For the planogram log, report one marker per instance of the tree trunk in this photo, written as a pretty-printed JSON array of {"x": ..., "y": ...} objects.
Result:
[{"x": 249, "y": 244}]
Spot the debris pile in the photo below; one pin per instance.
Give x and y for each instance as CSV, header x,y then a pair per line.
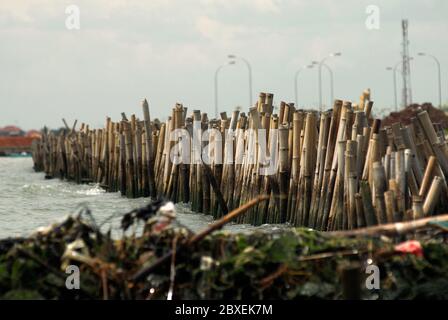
x,y
405,115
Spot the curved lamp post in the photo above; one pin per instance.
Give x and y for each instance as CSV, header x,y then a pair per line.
x,y
296,75
320,63
249,70
439,75
216,85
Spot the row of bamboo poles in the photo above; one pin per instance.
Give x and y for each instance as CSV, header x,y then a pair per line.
x,y
333,170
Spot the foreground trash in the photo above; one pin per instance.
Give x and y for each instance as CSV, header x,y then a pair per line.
x,y
293,263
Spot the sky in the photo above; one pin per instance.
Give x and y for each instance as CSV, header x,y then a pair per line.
x,y
168,51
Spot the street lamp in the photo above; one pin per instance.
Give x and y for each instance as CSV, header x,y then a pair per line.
x,y
249,69
394,75
335,54
216,84
439,76
295,81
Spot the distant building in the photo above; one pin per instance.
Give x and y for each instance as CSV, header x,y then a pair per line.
x,y
11,131
14,140
33,134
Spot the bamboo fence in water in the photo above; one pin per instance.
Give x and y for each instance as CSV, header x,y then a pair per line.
x,y
331,170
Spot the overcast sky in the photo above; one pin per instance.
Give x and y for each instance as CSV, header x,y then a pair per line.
x,y
168,51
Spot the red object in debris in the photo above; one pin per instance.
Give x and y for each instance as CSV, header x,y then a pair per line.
x,y
412,246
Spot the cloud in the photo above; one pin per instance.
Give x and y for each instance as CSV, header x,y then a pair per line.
x,y
262,6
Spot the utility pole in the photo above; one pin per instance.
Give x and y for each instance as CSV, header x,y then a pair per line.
x,y
406,69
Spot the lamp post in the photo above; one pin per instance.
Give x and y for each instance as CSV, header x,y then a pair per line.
x,y
216,85
336,54
249,69
394,70
296,75
439,74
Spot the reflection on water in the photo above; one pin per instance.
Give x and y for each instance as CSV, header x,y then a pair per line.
x,y
28,201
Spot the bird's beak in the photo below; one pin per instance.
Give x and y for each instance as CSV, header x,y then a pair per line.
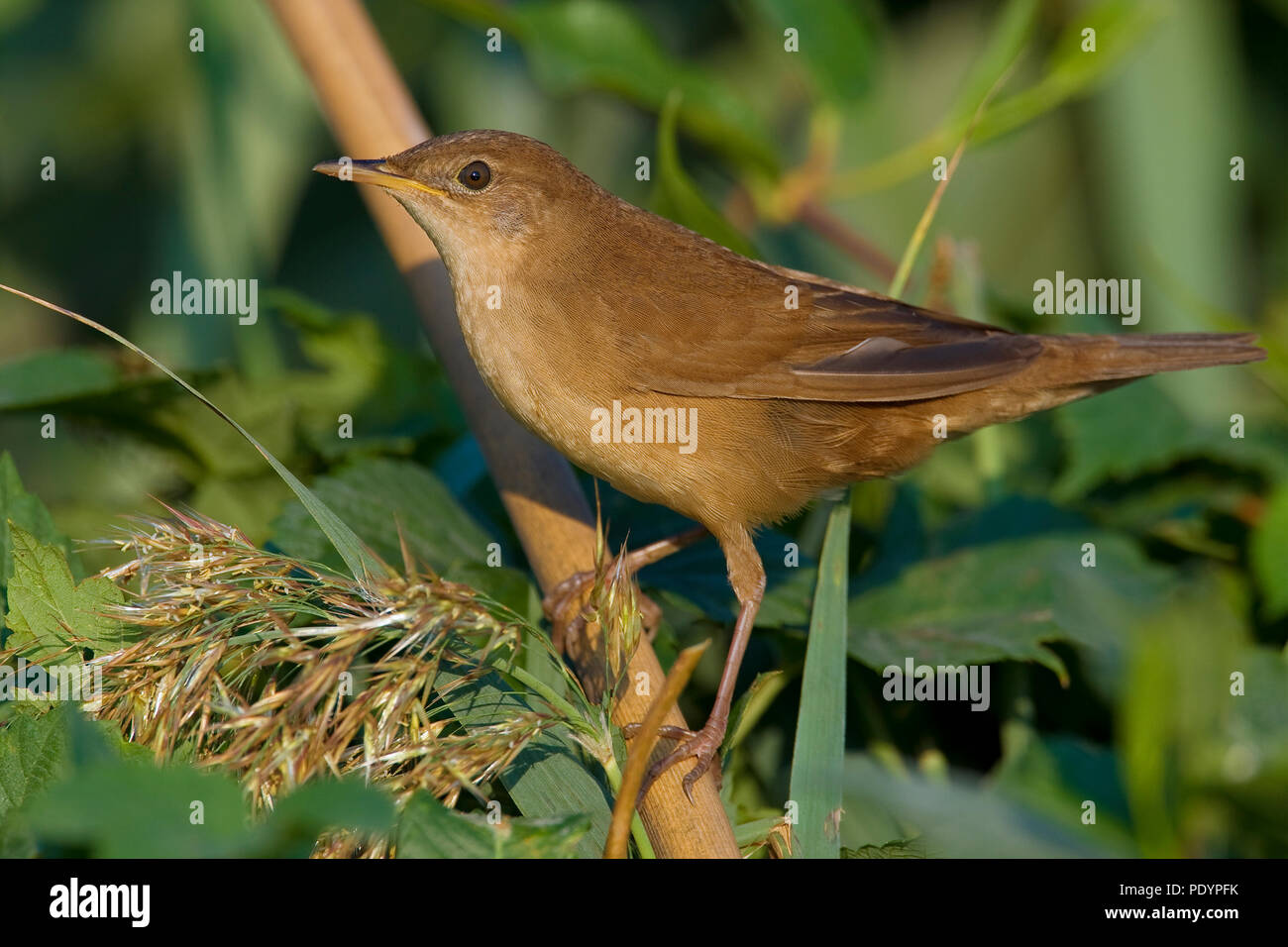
x,y
374,171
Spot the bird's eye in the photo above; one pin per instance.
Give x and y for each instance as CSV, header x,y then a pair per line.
x,y
476,175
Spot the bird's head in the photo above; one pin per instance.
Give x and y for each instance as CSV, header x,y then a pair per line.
x,y
477,192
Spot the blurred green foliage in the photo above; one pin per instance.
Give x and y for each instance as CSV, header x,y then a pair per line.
x,y
1112,684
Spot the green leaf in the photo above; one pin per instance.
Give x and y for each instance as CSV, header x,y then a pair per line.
x,y
549,779
33,754
679,198
999,602
752,705
960,817
819,748
1269,553
50,377
377,496
835,44
595,44
430,830
50,613
26,510
356,557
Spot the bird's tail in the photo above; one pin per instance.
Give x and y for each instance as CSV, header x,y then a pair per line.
x,y
1082,359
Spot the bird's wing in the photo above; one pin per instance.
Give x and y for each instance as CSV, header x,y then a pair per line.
x,y
837,344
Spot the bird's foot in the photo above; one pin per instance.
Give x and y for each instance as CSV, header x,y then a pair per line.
x,y
703,745
566,608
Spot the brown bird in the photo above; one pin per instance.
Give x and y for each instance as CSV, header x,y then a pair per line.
x,y
687,375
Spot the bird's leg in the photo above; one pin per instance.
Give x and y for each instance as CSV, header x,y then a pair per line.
x,y
747,575
566,603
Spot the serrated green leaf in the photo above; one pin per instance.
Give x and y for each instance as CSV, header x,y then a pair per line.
x,y
48,377
679,198
961,817
552,777
26,510
33,755
1003,600
50,613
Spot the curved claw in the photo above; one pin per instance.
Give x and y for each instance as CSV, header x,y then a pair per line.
x,y
703,745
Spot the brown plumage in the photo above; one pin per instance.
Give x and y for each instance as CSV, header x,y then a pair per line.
x,y
575,303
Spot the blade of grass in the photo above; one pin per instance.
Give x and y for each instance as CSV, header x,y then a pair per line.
x,y
927,215
642,748
818,753
360,561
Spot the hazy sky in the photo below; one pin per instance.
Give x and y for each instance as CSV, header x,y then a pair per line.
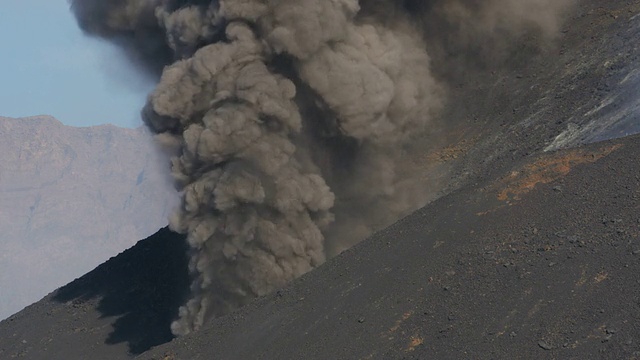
x,y
47,66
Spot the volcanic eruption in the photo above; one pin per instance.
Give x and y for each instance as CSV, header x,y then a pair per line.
x,y
290,121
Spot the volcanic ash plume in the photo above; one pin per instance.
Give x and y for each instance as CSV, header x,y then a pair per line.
x,y
290,118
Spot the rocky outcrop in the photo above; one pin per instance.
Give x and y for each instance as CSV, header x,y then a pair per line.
x,y
69,199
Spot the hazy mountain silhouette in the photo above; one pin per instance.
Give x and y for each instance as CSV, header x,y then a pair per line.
x,y
530,248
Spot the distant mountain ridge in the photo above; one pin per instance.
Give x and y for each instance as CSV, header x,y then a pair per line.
x,y
70,198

Exercise requirements:
Every entry must be transcribed exactly. Pictures do not belong in the copy.

Final answer:
For the planogram log, report one marker per instance of the tree trunk in this photo, written as a pretty-printed JSON array of {"x": ..., "y": ...} objects.
Result:
[{"x": 249, "y": 244}]
Spot the debris pile in the photo below; one pin per instance.
Give x and y for each instance as CSV, header x,y then a pair per line.
x,y
405,115
Spot the curved lamp post in the photo above; one pin per instance.
Give x and y for each instance as CSV, header x,y then a pair per line.
x,y
296,75
320,63
249,70
439,75
216,85
Spot the row of bamboo poles in the photo above; one pin per instance.
Give x and y for each instance as CSV, header x,y then a pair per line.
x,y
333,170
Spot the foreground trash in the photo above; one pin per instance.
Give x and y for each instance as CSV, header x,y then a pair per line.
x,y
293,263
Spot the sky in the photo above; one pin per instance.
Give x and y for each instance as CSV, header x,y then a pair per line.
x,y
168,51
Spot the street lamp in the photo above; one pin per instance.
Give x and y for each instance as CSV, header x,y then a pair per line.
x,y
249,69
394,75
335,54
216,84
439,76
295,81
Spot the distant building in the photo above; one pin per instance.
Give x and y for each instance as CSV, header x,y then a pair per line.
x,y
11,131
14,140
33,134
Spot the bamboo fence in water in the photo above; one pin per instance.
Give x and y for each instance as CSV, header x,y then a pair per line.
x,y
331,170
Spot the overcast sky in the photo above; one pin per instance.
Give x and y for each instance as CSV, header x,y then a pair per line.
x,y
168,51
Spot the red object in debris in the photo above; one pin per instance.
Give x and y for each instance as CSV, header x,y then a pair per line.
x,y
412,246
Spot the cloud in the photo above; one pin per instance.
Give x and y for each instance as CSV, header x,y then a pair per line.
x,y
262,6
Spot the utility pole in the photo above; one pin per instance.
Give x and y for each instance as CSV, header x,y then a pair per line.
x,y
406,69
Spot the lamp post in the photo above; one pin per instance.
Give x and y for each instance as CSV, header x,y then a pair per line.
x,y
216,85
336,54
249,69
394,70
296,75
439,74
Spot the reflection on water in the photo above; one pin per instance.
Give x and y for each instance as CSV, header x,y then a pair per line.
x,y
28,201
Spot the bird's beak in the photo below; one pin per instance.
Give x and y for each instance as CSV, header x,y then a pair per line.
x,y
374,171
Spot the bird's eye in the photo above; one pin per instance.
Give x and y for each instance as CSV, header x,y then a pair per line.
x,y
476,175
Spot the bird's head in the photo above; one pin per instance.
Give x and y for each instance as CSV, header x,y then a pair per line.
x,y
477,192
Spot the blurred green foliage in the photo above; one pin per instance.
Give x and y for each instance as CSV, header x,y then a pair per line.
x,y
1112,684
Spot the green leaf in the photo above; one pin per instance.
Give x and y for each instance as CSV, header x,y then a pair per line.
x,y
549,779
33,754
679,198
999,602
752,705
960,817
819,748
1269,553
50,377
377,496
835,44
595,44
430,830
50,613
26,510
356,557
Spot the bird's tail in the photo above; one pin per instance.
Give x and y for each instance as CSV, header x,y then a pair per line.
x,y
1082,359
Spot the bird's wing in the photo above; one pin per instance.
Give x and y for each instance as CSV, header x,y then a pair per line.
x,y
837,344
Spot the bird's foot in the photo above; one pin per instance.
Give x and y for each instance as CSV, header x,y then a pair per line.
x,y
703,745
566,608
Spot the brown bird in the photo above; one pin per instance.
Give x and y for each instance as CSV, header x,y then a pair per line.
x,y
687,375
Spot the bird's leg in the photo above; one pin per instance.
Give x and y for each instance as CSV, header x,y then a pair per line.
x,y
747,575
566,603
Spot the serrated green leaf in the photo above; one pin per instance.
Give x and y for each instance as CSV, header x,y then a pair per line.
x,y
48,377
679,198
961,817
552,777
26,510
33,755
1003,600
50,613
Spot the curved claw in the photo above; one pin per instance.
Give x and y for each instance as CSV, header x,y then a pair per line.
x,y
703,745
Spot the brown plumage in the photo above; one pin per instance.
Give x and y for each instance as CSV, header x,y then a pair per line.
x,y
575,303
Spot the blade of grass in the photo above; one pin per instance.
Give x and y for each instance as CSV, header x,y then a pair per line.
x,y
927,215
642,748
818,753
360,561
Spot the hazy sky in the photo below; one pin per instance.
Give x and y for each instance as CSV, header x,y then a pair per line.
x,y
47,66
Spot the volcanic eruption in the photo above; one pin per instance.
Give x and y for each instance as CSV, header x,y then a pair per line.
x,y
290,121
Spot the volcanic ash plume in the photo above; one pin per instance.
Give x and y for each instance as CSV, header x,y then a pair per line.
x,y
290,118
Spot the rocky outcrop in the photo above; one pin per instance.
Give x and y for each instance as CSV, header x,y then a pair per line.
x,y
69,199
Spot the hazy mountain silhouette in the photo above; one pin per instance.
Give x and y for each instance as CSV, header x,y then a pair per line.
x,y
530,248
Spot the distant mountain ridge in the photo above; one pin per instance.
Give x and y for each instance as CSV, header x,y then a pair per line.
x,y
70,198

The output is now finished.